● Task directions
Transcribe the whole page below on building a hierarchy of family names, word for word.

● Selected text
----------------------------------------

This page is under construction and subject to significant revision.
Introduction
This addresses the challenge of creating a hierarchy that can references any known family names. Initially the goal is to limit this to family names associated with occurrence records that have been collected by GBIF. According to Tim, there are about 25,000 of these. The process should be expandible to any family.
This is one layer of a three layered approach to taxonomy management. The lowest layer deals with the taxonomic leaves, where a big problem is the need for reconciliation. The intermediate layer interconnects genera to families.
The intent is to create a 'fair' structure in 2 months.
The assembly of the system will require manual manipulation, will create an easily editable hierarchy in an open environment, and be freely available. Assuming that the manual editing is done in a LifeDesk, then it will be exportable in parent/child or TCS formats
Some numbers would help
Can we have totals of the number of families, and run numerical pairwise comparisons of:
- All families known to GBIF
- Families associated with occurrence data
- IRMNG families
- CoL 2007 families
- CoL 2009 families
- WoRMS families
- How many families cannot be assigned to any hierarchy. This number is important to paddy, because each member will have to be researched and assigned manually. See 'What will be needed' below.

----------------------------------------

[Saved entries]
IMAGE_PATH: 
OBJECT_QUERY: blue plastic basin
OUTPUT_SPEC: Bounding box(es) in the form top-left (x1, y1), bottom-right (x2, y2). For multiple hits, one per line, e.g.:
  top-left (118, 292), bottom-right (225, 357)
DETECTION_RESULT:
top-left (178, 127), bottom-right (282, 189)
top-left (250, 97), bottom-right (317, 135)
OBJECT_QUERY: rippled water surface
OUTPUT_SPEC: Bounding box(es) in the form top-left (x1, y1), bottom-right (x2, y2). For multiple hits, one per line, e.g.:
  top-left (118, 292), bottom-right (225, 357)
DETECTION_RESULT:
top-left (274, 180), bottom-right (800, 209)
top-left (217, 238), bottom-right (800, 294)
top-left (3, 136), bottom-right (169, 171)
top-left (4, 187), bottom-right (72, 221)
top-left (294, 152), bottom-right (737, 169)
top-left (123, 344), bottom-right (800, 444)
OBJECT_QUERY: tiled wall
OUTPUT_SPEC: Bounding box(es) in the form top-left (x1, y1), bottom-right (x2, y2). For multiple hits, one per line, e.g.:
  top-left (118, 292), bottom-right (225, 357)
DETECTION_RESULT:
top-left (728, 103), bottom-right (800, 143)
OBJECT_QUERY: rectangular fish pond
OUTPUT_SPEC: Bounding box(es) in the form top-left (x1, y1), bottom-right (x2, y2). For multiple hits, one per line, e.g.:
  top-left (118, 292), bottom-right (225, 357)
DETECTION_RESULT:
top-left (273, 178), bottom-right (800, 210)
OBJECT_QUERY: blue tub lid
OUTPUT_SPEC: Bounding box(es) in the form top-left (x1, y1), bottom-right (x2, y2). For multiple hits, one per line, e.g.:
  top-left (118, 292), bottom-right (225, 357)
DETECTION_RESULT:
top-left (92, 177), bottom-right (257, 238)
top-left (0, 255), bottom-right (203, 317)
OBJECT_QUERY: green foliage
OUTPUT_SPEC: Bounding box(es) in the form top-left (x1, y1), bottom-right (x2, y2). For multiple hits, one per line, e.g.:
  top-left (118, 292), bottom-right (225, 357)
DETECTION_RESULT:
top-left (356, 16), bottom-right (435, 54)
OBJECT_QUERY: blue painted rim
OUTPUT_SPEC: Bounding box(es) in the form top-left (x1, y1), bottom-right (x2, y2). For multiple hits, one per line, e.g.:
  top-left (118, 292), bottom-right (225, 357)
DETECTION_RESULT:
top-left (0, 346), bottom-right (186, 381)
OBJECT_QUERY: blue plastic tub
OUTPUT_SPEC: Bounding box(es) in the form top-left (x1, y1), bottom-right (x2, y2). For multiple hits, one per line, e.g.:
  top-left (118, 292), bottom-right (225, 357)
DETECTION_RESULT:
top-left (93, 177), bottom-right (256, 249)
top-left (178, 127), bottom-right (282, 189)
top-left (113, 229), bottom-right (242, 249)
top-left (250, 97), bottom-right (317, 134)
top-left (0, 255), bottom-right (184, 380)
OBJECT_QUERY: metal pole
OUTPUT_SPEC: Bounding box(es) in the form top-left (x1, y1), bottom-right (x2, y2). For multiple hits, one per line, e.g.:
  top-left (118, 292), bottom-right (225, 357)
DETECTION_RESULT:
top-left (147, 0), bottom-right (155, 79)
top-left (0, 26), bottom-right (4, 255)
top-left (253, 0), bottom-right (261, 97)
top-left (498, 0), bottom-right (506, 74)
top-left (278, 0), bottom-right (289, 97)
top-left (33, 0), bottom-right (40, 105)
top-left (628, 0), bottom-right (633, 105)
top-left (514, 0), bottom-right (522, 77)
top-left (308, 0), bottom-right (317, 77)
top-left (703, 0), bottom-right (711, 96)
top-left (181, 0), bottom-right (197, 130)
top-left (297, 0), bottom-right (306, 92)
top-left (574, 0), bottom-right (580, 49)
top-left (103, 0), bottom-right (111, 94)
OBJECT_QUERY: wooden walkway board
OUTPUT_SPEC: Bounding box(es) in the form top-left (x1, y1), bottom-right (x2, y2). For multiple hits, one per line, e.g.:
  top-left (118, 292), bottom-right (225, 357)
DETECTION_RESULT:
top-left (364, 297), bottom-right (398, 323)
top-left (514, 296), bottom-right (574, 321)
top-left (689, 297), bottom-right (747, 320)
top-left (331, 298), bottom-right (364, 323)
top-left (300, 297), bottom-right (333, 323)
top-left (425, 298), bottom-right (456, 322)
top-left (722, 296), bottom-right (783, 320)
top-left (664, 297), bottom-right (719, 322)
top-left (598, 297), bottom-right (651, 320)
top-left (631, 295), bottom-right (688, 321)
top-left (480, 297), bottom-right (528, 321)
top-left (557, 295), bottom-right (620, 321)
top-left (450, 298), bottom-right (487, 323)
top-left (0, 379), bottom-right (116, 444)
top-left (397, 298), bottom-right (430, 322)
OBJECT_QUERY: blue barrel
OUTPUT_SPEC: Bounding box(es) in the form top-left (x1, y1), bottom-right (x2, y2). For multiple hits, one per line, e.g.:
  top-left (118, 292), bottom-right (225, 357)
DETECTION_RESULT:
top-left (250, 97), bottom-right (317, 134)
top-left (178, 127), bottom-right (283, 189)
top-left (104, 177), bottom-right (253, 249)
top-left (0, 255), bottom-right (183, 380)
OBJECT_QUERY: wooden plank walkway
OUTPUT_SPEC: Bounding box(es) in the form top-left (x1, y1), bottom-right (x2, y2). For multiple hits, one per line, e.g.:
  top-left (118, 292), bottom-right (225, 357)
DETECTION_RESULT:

----------------------------------------

● Written response
This page is under construction and subject to significant revision.
Introduction
This addresses the challenge of creating a hierarchy that can references any known family names. Initially the goal is to limit this to family names associated with occurrence records that have been collected by GBIF. According to Tim, there are about 25,000 of these. The process should be expandible to any family.
This is one layer of a three layered approach to taxonomy management. The lowest layer deals with the taxonomic leaves, where a big problem is the need for reconciliation. The intermediate layer interconnects genera to families.
The intent is to create a 'fair' structure in 2 months.
The assembly of the system will require manual manipulation, will create an easily editable hierarchy in an open environment, and be freely available. Assuming that the manual editing is done in a LifeDesk, then it will be exportable in parent/child or TCS formats
Some numbers would help
Can we have totals of the number of families, and run numerical pairwise comparisons of:
- All families known to GBIF
- Families associated with occurrence data
- IRMNG families
- CoL 2007 families
- CoL 2009 families
- WoRMS families
- How many families cannot be assigned to any hierarchy. This number is important to paddy, because each member will have to be researched and assigned manually. See 'What will be needed' below.